## TASK INPUTS
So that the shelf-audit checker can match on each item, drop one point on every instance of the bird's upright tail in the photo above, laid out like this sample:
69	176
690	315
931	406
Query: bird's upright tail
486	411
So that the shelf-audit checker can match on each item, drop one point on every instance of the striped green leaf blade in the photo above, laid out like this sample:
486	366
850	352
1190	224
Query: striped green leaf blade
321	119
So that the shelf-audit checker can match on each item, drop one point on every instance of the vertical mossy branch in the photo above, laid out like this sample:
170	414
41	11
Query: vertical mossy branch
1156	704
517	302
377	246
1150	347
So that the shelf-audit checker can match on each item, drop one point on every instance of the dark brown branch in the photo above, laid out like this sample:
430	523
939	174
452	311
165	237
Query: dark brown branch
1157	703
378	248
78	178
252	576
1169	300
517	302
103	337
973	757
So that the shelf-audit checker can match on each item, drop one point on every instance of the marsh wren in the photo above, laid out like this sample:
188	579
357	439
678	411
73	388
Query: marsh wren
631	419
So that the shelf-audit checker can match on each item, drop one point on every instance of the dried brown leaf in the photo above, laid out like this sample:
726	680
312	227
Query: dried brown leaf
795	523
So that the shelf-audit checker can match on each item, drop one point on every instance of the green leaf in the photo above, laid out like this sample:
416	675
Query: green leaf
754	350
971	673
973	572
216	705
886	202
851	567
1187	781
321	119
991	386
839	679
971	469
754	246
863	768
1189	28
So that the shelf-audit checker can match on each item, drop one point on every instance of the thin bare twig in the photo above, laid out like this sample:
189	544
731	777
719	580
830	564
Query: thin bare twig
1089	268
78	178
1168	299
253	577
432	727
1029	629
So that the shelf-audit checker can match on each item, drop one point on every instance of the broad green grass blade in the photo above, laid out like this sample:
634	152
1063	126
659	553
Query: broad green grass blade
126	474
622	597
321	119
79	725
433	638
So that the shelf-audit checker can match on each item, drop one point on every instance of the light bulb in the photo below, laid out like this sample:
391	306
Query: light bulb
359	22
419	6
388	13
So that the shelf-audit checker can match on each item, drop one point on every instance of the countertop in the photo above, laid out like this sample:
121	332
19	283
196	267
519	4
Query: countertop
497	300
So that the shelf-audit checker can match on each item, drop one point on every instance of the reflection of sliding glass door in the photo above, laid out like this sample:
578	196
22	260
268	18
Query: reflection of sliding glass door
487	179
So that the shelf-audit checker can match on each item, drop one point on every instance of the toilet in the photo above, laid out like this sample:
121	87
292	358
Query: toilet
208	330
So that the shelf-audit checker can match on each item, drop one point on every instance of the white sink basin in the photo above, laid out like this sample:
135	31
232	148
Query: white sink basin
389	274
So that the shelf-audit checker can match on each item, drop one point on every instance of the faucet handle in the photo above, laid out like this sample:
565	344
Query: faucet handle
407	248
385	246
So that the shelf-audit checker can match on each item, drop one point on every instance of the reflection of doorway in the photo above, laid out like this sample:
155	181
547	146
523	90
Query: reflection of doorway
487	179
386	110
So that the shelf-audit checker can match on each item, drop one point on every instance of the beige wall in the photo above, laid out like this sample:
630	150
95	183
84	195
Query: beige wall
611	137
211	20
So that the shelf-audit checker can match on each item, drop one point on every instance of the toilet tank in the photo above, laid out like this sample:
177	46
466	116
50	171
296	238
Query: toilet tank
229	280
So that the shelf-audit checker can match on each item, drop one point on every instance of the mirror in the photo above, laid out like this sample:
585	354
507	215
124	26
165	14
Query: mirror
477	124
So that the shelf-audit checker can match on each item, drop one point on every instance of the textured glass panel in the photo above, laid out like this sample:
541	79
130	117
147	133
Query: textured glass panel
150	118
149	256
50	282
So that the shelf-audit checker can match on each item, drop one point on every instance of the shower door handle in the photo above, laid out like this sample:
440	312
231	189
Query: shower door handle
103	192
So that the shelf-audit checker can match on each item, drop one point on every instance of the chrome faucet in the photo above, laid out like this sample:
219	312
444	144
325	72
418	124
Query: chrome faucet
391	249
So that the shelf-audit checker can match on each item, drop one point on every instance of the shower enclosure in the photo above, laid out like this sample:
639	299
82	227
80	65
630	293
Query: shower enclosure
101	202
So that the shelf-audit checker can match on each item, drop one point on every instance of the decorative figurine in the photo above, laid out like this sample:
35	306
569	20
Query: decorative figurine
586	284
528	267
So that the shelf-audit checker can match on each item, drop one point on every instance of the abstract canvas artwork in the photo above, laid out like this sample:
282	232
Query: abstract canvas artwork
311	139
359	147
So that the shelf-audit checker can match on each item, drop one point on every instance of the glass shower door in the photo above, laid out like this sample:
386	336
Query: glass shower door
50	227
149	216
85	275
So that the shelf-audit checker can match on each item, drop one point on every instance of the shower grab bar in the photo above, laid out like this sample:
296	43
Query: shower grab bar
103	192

---

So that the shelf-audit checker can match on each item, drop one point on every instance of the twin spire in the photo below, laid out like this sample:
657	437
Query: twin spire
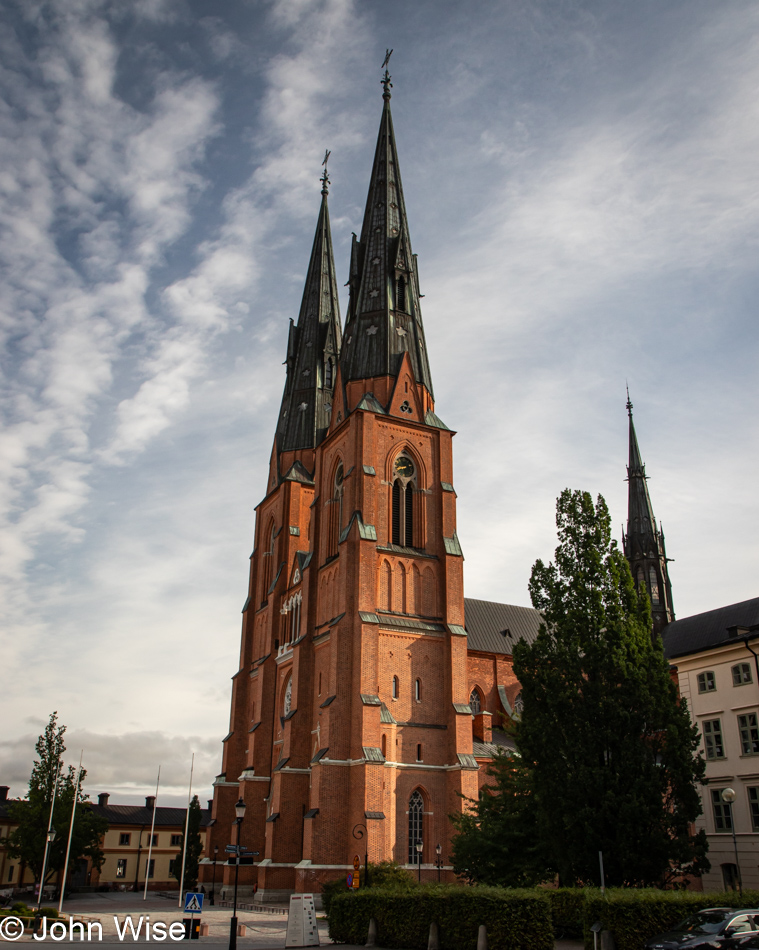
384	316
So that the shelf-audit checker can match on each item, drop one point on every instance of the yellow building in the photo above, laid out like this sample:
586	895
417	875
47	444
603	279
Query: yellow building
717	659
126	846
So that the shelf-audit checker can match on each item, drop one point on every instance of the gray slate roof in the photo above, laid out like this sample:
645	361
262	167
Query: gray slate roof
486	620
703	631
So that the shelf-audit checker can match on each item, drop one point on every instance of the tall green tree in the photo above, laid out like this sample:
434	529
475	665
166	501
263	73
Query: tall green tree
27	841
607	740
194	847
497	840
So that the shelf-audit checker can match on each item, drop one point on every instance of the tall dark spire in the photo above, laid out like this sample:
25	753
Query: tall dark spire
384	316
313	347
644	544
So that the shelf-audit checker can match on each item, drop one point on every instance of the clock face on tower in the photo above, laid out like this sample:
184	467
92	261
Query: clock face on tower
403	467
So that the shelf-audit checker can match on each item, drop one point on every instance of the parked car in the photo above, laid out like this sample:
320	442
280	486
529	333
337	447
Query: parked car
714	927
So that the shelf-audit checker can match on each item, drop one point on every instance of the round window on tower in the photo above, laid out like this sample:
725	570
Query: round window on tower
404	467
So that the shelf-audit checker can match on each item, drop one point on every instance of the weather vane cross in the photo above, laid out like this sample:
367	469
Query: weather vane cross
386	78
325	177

## PROBLEM DETAILS
Pick out every line in the records above that includes the word "below" and copy each one.

## FINAL RESULT
So that the shelf-audit checker can match on each item, drop one point on every instance of the light bulb in the photo below, laid out like this sample:
So that the shelf-audit checker can match on each item, drop one point on every instance of the twin spire in the photo below, laid out like this sample:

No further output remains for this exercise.